Data records
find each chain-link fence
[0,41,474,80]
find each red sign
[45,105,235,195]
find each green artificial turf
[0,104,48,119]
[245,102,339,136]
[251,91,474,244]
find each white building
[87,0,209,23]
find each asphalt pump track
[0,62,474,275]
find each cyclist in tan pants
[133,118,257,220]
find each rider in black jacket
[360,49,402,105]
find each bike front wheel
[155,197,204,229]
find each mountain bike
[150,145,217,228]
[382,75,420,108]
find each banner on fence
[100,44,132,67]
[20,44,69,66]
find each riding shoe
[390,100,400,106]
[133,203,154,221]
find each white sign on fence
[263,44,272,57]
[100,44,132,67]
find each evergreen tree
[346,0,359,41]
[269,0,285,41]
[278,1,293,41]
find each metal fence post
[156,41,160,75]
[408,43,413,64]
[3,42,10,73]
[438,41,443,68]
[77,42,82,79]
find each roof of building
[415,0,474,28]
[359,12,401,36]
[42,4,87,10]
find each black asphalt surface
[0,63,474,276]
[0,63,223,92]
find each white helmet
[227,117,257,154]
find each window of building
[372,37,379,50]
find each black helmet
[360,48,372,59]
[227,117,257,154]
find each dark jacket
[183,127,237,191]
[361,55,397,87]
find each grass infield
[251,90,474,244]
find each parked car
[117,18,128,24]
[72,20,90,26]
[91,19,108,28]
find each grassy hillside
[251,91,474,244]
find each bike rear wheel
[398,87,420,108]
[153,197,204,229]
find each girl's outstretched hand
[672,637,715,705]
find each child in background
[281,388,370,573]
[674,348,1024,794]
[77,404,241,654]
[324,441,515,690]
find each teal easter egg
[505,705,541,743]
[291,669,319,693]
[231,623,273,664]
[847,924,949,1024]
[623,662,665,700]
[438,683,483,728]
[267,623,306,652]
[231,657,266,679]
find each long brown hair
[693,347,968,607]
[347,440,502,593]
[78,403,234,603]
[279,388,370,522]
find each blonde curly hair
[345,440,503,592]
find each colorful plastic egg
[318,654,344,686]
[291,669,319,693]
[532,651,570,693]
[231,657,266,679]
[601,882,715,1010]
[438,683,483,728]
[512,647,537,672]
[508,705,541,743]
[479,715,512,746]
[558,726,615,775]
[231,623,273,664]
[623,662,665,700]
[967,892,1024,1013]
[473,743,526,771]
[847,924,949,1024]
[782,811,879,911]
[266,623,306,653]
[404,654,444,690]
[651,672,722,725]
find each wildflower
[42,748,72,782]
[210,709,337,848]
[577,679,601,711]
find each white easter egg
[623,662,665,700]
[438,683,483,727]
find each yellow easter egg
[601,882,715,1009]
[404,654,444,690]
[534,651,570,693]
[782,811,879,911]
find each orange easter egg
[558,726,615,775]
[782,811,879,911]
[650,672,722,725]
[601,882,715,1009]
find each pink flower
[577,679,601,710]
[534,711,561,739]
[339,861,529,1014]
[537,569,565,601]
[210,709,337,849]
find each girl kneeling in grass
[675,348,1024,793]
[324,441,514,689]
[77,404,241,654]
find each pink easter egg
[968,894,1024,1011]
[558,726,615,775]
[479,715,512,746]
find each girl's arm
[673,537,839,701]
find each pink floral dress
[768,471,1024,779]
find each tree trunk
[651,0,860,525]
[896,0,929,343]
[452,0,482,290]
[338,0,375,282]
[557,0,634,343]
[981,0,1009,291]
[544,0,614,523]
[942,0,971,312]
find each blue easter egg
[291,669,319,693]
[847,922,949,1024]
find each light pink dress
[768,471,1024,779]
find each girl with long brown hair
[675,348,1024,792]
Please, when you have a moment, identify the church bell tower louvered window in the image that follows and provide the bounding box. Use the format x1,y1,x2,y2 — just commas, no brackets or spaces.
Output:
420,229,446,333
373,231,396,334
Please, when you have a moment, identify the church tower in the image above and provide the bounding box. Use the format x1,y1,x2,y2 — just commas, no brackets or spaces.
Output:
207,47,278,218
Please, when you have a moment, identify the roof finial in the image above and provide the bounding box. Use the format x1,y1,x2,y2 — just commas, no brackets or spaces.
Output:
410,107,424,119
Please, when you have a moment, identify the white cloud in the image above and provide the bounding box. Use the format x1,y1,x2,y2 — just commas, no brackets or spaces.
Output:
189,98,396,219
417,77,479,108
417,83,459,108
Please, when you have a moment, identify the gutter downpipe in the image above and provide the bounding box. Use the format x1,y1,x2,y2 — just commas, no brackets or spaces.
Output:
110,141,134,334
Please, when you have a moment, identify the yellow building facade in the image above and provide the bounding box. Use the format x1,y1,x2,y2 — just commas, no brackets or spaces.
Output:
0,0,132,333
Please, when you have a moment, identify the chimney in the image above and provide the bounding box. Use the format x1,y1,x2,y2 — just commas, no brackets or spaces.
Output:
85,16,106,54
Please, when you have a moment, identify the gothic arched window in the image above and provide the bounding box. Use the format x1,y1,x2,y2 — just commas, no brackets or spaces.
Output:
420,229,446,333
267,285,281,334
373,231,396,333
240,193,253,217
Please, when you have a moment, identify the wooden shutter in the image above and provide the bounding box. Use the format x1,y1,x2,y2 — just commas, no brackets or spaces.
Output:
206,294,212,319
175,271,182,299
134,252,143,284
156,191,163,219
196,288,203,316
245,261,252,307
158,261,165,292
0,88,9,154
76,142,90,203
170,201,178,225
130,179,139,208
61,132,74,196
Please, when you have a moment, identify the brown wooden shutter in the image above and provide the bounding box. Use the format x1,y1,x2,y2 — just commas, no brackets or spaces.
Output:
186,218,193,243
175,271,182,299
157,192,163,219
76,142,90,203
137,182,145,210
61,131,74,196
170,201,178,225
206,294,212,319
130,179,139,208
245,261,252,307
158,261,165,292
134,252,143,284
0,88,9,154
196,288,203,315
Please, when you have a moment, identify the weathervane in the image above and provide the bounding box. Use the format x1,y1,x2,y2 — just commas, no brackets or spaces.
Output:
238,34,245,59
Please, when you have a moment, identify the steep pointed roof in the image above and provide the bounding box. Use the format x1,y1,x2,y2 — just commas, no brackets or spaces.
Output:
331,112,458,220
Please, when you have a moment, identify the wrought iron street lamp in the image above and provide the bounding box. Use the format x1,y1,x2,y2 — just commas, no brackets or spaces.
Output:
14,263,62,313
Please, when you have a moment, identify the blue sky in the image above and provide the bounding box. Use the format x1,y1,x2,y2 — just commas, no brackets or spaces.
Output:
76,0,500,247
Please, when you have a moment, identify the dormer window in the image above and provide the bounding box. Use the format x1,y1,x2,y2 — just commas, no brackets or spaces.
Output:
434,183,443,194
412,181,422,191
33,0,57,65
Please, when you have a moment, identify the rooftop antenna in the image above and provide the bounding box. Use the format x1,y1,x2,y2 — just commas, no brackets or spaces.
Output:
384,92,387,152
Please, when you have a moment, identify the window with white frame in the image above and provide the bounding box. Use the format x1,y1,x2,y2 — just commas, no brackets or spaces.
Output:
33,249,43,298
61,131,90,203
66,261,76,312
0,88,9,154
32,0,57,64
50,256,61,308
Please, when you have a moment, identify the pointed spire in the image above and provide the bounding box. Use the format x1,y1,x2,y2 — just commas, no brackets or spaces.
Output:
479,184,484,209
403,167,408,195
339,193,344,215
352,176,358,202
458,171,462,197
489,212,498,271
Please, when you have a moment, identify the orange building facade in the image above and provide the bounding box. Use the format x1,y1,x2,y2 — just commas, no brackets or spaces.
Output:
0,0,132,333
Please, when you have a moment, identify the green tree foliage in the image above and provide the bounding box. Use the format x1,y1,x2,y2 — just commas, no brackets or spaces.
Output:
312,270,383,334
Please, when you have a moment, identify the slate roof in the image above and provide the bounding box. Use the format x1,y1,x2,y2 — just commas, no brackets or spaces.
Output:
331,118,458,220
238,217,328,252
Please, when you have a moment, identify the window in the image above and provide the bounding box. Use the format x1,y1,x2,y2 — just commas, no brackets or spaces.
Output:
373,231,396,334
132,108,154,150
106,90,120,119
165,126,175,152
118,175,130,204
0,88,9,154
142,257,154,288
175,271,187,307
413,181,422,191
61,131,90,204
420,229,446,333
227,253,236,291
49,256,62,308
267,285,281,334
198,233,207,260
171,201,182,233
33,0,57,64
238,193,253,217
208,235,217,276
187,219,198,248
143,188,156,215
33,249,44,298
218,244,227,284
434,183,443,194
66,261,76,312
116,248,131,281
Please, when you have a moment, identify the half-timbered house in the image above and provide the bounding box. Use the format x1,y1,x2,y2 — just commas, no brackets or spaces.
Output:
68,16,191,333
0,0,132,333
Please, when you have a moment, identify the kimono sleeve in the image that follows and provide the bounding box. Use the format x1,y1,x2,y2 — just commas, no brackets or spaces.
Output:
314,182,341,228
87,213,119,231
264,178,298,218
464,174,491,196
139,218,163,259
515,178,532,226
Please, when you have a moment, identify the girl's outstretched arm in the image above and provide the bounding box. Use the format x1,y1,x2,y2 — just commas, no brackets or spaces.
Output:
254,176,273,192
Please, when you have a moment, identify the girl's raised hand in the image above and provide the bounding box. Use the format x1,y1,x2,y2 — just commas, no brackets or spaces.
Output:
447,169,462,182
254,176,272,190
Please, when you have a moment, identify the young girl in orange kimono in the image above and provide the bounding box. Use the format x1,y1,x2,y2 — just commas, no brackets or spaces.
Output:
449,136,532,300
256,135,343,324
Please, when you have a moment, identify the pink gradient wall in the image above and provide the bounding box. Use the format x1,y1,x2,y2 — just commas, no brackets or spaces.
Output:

Work instructions → Copy the data above word for word, from the line that contains "Please, when you have a moment, identify the young" through the end of the data, including both ends.

Solution for this exercise →
Please, when you have a moment, identify the young girl in orange kimono in the image above and provide the bounding box. Use the format x1,y1,x2,y2 — just commas, no brackets or spaces.
Output:
449,136,532,300
256,135,343,324
Please, when you have a moment, identify the pink gradient wall in the image above and provide the bounding box. Use the format x1,y1,x2,y2 — just commas, no brackets or spaces.
Output:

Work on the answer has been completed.